— PROBLEM STATEMENT —
Transcribe each line below verbatim; pictures excluded.

— EXTRACTED DATA —

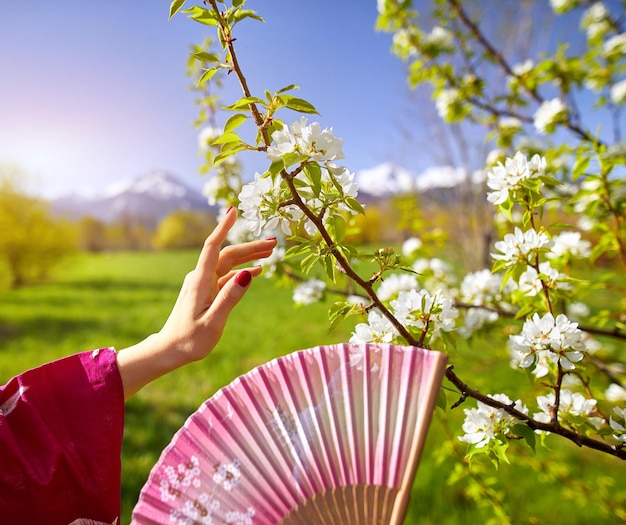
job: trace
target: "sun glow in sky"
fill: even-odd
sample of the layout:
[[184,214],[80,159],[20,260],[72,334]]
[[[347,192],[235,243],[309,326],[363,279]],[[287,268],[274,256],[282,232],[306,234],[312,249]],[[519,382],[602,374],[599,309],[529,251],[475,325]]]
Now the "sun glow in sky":
[[[17,164],[48,195],[101,189],[152,169],[199,187],[197,107],[185,70],[190,46],[213,29],[184,14],[168,21],[169,3],[3,6],[0,162]],[[344,138],[346,165],[357,170],[388,160],[397,138],[394,112],[408,90],[404,66],[389,52],[390,35],[374,31],[376,2],[247,6],[266,20],[238,26],[253,91],[299,85],[297,95],[321,113],[315,120]],[[241,96],[234,77],[225,84],[225,103]],[[381,100],[388,110],[381,111]]]
[[[521,23],[517,0],[484,2],[498,8],[486,7],[486,13],[506,8]],[[0,163],[17,165],[46,196],[102,190],[154,169],[201,187],[197,106],[186,62],[190,47],[213,37],[214,29],[183,13],[168,21],[169,4],[6,3],[0,16]],[[538,5],[544,11],[535,18],[543,23],[550,9],[547,0]],[[300,86],[294,94],[320,112],[309,119],[344,139],[342,164],[351,171],[392,162],[421,173],[441,164],[434,158],[441,141],[427,120],[416,119],[432,101],[411,99],[407,66],[392,56],[391,35],[374,29],[376,0],[248,0],[246,6],[266,21],[245,20],[236,28],[253,95]],[[542,40],[580,32],[578,16],[549,27]],[[234,76],[220,95],[224,104],[242,96]],[[291,122],[298,115],[285,111],[279,118]],[[417,131],[421,142],[407,138],[407,130]],[[268,165],[262,154],[243,163],[249,178]]]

— SOLUTION TO THIS TASK —
job: trace
target: "sun glow in sky"
fill: even-odd
sample of the layout:
[[184,214],[80,159],[20,260],[72,334]]
[[[347,192],[235,243],[309,326],[363,279]],[[287,268],[274,256],[282,232],[306,234],[312,249]],[[519,382],[602,374],[599,309],[529,251],[475,325]]]
Now the "sun glow in sky":
[[[17,164],[48,195],[101,189],[152,169],[199,187],[197,107],[185,70],[190,46],[213,29],[184,14],[168,21],[169,3],[3,6],[0,162]],[[344,138],[346,165],[357,170],[388,160],[397,138],[394,112],[408,90],[404,66],[389,52],[390,35],[374,31],[376,2],[247,6],[266,20],[238,26],[253,91],[299,85],[297,95],[321,113],[315,120]],[[241,96],[234,77],[225,84],[225,103]],[[381,100],[388,110],[381,111]]]
[[[521,23],[517,0],[484,2],[498,8],[486,7],[486,13],[506,8]],[[0,163],[17,165],[46,196],[102,190],[154,169],[201,187],[197,106],[186,62],[190,47],[213,37],[214,29],[183,13],[168,21],[169,4],[6,3],[0,16]],[[538,5],[544,11],[535,18],[543,23],[550,9],[547,0]],[[300,86],[294,94],[320,112],[309,119],[344,139],[342,164],[351,171],[392,162],[421,173],[441,164],[434,158],[441,141],[427,120],[416,119],[432,101],[411,99],[407,66],[392,56],[391,35],[374,29],[376,0],[248,0],[246,6],[266,21],[245,20],[236,28],[253,95]],[[542,40],[580,32],[578,16],[549,27]],[[234,76],[220,95],[224,104],[242,96]],[[291,122],[298,115],[285,111],[279,118]],[[417,131],[421,142],[407,138],[407,130]],[[268,165],[262,154],[243,163],[249,178]]]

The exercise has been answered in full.